- [Excerpted passage]
☆ ☆ ☆ ☆ ☆ ☆ ☆

It's great to see some of these names thrown around. As a Sonics fan I've been thinking recently about the draft in light of the fact we could have two picks that should fall between the number 9 and 15 positions.
Reece Gaines and David West are my two resounding favorites for the Sonics to take. I like Gaines' style and think him and Kevin Ollie would be a superb guard tandem to compliment Ray Allen and Brent Barry. I also like that Gaines is a senior. 
And I think David West would be a simply perfect selection for Seattle. From what I've seen of him(only two games unfortunately) he's a power forward who could also back up Rashard Lewis if needed at small forward. He's a much, much, better post player than Radmanovic and West and Reggie Evans would be an excellent pair of power forwards if Seattle could aquire him. He can play the Seattle high tempo game just fine and would give Seattle yet another good shooter to add to their already impressive list. Once again I like the fact he's also a senior(and one who's improved his stats considerably every year), and is an unselfish, team first player.

☆ ☆ ☆ ☆ ☆ ☆ ☆

- [Available data]
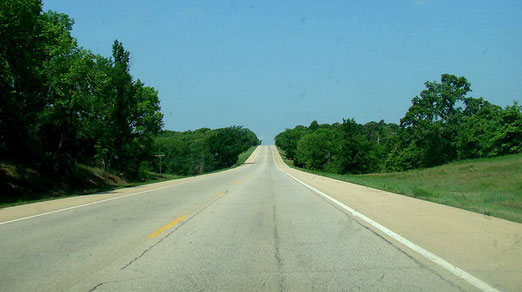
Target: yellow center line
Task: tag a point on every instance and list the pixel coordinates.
(159, 231)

☆ ☆ ☆ ☆ ☆ ☆ ☆

- [Task description]
In the forum post about the Sonics draft, how many games of David West's has the writer seen?

- [Full response]
Only two games.